◆ Objectif ◆
Indiquez la date de l'arrêt rendu sur l'exception préliminaire en l'affaire Nottebohm, selon le bloc de texte ci-dessous.

◆ Bloc de texte ◆
▼
Dans l’arrêt rendu le 18 novembre 1953 sur l’exception préliminaire en l’affaire Nottebohm (C.I.J. Recueil 1953, p. 122), la Cour a eu l’occasion d’étudier de façon approfondie la nature et les conséquences de la saisine de la Cour. Comme elle l’a dit dans cet arrêt, « la saisine de la Cour est une chose, l’administration de la justice en est une autre ». C’est par l’acte du demandeur que la Cour est saisie, mais, même si, une fois saisie, elle estime avoir compétence, la Cour n’est pas toujours contrainte d’exercer cette compétence. Il y a des limitations inhérentes à l’exercice de la fonction judiciaire dont la Cour, en tant que tribunal, doit toujours tenir compte. Il peut ainsi y avoir incompatibilité entre, d’un côté, les désirs d’un demandeur ou même des deux parties à une instance et, de l’autre, le devoir de la Cour de conserver son caractère judiciaire. C’est à la Cour elle-même et non pas aux parties qu’il appartient de veiller à l’intégrité de la fonction judiciaire de la Cour.
Dans l’affaire des Zones franches, la Cour permanente s’est référée successivement à trois considérations qui devaient l’amener à refuser de trancher certaines questions posées par les Parties. Ces considérations ont été soulevées d’office par la Cour. En premier lieu, la Cour a dit, dans son ordonnance du 19 août 1929 (C.P.J.I., série A n° 22, p. 15) :
«qu’il ne saurait, dans la règle, être imposé à la Cour de choisir entre des interprétations [d’un traité] déterminées d’avance et dont il se pourrait qu’aucune ne correspondît à l’opinion qu’elle se serait formée... »
▲
◆ Données fournies ◆
▼
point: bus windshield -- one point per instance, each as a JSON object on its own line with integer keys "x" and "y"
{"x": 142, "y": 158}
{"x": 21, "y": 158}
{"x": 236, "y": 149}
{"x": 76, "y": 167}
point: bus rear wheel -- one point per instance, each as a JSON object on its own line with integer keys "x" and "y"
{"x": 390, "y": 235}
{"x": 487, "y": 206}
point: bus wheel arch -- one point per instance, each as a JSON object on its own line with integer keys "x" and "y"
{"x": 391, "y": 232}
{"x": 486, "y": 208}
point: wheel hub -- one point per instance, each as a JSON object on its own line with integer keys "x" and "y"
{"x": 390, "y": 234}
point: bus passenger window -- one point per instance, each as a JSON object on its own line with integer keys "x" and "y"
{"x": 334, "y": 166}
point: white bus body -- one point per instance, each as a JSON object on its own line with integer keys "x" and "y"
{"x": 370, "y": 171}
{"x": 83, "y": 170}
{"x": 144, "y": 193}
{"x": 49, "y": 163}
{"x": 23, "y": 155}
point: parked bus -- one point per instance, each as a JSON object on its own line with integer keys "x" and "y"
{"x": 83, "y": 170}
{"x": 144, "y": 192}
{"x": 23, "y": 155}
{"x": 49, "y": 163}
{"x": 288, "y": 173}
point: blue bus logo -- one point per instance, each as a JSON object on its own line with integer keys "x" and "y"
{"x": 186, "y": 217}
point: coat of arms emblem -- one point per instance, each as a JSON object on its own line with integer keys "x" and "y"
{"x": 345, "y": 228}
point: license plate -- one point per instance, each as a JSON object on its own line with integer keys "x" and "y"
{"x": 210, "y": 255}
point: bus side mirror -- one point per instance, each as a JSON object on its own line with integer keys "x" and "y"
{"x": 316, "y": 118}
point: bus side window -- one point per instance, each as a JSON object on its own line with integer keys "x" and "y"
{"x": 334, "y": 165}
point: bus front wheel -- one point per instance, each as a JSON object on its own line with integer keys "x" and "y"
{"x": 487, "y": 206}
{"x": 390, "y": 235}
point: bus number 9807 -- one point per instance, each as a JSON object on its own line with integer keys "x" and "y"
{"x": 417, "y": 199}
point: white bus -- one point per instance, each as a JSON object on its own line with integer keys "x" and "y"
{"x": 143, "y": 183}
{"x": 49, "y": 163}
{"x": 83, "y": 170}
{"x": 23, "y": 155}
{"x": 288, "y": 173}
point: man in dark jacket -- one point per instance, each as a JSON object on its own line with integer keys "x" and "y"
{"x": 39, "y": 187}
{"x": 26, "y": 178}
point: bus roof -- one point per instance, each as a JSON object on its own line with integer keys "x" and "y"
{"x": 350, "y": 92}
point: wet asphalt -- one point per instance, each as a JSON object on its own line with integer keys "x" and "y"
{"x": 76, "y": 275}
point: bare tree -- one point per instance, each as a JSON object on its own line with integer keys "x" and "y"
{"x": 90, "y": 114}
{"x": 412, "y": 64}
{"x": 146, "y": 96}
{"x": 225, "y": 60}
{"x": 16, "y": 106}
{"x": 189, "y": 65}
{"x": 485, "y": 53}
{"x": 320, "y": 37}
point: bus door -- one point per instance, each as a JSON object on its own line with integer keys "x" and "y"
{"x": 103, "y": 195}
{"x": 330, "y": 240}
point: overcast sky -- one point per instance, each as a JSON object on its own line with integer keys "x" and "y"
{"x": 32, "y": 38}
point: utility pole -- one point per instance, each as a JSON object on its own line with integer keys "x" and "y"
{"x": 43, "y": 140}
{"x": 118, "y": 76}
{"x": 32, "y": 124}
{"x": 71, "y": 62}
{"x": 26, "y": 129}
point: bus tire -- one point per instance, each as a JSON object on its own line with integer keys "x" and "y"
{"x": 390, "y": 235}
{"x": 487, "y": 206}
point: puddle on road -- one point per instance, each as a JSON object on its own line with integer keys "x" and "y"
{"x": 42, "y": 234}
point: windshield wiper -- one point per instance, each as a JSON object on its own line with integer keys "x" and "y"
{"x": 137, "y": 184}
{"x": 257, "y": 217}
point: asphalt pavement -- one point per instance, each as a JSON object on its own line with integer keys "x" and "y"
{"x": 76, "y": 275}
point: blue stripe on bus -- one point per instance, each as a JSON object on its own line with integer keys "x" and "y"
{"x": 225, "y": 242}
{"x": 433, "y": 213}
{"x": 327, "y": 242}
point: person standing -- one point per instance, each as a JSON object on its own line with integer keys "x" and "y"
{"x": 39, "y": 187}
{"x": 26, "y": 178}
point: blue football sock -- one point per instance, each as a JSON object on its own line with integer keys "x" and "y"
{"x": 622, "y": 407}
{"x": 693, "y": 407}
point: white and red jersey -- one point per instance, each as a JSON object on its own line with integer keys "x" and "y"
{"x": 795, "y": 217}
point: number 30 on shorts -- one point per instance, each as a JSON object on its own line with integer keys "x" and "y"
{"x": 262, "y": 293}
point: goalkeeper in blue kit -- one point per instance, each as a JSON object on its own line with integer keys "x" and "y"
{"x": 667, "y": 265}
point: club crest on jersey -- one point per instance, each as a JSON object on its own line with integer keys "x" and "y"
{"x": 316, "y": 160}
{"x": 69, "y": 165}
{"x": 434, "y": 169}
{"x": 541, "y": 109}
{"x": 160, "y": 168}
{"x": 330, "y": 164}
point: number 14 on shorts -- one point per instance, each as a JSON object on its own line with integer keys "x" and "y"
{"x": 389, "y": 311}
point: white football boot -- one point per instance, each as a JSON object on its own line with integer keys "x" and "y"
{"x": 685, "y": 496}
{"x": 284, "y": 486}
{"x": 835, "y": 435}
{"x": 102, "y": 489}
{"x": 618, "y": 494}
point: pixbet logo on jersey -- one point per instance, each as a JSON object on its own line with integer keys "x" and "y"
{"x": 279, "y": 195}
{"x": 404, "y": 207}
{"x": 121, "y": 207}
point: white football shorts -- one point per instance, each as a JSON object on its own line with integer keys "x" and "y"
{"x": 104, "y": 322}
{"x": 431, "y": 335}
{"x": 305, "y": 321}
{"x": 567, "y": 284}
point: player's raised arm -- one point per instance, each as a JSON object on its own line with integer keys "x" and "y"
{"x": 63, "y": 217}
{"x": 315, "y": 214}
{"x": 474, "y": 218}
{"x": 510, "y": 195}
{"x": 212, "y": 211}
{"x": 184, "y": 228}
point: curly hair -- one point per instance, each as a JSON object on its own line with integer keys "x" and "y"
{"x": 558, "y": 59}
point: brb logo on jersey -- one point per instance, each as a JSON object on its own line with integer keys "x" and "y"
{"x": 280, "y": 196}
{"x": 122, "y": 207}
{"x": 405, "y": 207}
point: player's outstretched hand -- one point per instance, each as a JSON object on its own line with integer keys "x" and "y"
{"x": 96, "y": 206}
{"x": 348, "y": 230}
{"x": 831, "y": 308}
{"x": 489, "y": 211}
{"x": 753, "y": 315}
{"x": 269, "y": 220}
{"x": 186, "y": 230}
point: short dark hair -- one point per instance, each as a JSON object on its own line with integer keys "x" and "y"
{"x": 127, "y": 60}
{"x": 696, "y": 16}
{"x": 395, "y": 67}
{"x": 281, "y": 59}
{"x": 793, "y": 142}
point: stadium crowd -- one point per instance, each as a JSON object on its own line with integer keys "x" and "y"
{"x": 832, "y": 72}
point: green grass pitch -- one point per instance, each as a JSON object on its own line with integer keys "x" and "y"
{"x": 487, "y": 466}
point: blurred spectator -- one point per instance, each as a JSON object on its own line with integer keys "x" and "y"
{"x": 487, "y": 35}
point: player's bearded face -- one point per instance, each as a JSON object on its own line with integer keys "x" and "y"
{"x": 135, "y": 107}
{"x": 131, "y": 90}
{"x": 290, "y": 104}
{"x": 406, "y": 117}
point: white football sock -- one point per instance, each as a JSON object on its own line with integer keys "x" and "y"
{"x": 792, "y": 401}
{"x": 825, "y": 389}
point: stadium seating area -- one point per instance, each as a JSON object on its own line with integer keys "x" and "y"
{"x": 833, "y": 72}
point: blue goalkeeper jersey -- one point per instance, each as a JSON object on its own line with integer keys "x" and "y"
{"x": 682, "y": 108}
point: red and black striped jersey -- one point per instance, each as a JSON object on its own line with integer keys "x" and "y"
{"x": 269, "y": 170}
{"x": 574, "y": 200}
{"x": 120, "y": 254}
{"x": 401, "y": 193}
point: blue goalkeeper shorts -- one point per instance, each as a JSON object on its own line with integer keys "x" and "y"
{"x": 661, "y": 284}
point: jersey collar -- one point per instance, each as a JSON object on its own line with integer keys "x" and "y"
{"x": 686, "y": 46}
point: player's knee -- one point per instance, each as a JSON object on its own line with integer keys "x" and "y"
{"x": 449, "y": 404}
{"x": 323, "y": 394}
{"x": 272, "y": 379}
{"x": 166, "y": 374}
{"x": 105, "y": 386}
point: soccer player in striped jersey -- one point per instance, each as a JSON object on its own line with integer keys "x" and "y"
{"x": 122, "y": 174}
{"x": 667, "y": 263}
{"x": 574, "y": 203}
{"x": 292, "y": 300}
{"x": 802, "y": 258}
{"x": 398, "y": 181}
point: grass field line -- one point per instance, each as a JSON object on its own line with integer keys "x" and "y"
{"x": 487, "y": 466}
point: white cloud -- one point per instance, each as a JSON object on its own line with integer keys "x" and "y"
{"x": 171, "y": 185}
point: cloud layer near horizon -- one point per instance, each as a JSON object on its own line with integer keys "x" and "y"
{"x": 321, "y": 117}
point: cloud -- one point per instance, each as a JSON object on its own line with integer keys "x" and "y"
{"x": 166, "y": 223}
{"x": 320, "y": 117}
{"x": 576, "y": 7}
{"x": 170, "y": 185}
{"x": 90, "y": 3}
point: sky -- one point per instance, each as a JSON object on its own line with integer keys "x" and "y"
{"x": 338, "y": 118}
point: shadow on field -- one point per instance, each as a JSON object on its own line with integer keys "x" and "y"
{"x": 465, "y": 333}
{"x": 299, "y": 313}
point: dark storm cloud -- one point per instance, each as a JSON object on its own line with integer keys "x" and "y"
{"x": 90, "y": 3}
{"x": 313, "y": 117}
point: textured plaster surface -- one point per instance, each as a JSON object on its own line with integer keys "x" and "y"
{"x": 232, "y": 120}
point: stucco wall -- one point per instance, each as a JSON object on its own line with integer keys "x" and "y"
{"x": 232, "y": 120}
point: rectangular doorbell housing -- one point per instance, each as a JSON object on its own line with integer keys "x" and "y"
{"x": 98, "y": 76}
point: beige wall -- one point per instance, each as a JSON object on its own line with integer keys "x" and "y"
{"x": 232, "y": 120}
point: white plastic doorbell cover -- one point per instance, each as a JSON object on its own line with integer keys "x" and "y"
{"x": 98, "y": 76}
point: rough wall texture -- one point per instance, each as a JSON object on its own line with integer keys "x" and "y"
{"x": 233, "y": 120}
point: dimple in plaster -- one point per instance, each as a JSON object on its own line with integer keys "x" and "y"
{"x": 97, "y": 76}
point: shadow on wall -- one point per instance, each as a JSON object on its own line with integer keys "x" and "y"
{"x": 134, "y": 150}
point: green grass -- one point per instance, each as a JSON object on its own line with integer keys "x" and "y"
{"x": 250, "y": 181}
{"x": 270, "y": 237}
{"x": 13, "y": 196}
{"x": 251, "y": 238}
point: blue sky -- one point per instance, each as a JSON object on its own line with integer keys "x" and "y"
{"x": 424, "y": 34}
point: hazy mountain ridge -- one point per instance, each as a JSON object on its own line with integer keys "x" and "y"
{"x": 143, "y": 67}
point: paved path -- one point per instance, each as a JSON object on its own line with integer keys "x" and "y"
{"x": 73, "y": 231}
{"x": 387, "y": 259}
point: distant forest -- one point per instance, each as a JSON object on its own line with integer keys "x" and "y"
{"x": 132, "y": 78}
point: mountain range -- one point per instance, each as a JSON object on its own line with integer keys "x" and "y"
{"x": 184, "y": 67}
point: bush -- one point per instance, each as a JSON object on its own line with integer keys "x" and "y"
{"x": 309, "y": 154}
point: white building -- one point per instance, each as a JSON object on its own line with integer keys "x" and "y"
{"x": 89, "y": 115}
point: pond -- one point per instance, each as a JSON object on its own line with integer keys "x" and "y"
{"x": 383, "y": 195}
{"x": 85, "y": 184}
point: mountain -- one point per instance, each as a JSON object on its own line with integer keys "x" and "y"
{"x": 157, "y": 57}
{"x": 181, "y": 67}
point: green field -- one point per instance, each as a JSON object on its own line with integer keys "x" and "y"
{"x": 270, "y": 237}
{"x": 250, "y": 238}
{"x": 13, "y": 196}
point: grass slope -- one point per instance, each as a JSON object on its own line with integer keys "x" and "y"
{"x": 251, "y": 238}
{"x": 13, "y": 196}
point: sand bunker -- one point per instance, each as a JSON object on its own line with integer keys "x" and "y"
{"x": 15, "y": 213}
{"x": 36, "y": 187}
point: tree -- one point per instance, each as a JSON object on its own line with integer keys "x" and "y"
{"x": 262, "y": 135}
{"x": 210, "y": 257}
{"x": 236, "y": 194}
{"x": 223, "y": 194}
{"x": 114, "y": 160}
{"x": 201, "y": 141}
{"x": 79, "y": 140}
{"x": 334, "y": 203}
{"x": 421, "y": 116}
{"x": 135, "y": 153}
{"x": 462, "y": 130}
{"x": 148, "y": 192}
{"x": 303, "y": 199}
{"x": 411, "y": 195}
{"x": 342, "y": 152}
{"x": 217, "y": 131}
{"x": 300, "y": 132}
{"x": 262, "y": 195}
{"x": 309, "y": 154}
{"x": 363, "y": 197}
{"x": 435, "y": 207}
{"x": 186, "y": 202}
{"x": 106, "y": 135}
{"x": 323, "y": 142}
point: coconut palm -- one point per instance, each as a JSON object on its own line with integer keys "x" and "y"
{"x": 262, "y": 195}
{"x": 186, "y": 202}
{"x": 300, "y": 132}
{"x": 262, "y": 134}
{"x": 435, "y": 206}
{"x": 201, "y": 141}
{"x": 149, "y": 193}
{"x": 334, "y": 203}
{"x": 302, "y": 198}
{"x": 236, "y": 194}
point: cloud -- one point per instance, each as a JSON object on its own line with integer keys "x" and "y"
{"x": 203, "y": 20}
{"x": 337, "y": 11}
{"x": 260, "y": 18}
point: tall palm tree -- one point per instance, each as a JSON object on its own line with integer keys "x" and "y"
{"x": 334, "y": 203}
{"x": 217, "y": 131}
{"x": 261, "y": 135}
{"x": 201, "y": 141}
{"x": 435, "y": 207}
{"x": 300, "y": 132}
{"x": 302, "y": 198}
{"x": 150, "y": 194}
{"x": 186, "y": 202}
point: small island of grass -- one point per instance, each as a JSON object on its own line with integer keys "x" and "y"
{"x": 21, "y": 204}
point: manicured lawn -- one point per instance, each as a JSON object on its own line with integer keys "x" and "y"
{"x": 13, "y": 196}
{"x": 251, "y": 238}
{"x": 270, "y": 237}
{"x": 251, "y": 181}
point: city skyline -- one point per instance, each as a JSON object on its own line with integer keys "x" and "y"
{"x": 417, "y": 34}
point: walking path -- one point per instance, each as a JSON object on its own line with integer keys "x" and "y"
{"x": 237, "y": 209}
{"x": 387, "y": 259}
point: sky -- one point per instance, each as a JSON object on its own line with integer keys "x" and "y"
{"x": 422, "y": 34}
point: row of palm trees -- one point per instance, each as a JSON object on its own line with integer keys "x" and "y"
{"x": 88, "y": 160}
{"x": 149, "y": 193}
▲
◆ Réponse rédigée ◆
Le 18 novembre 1953.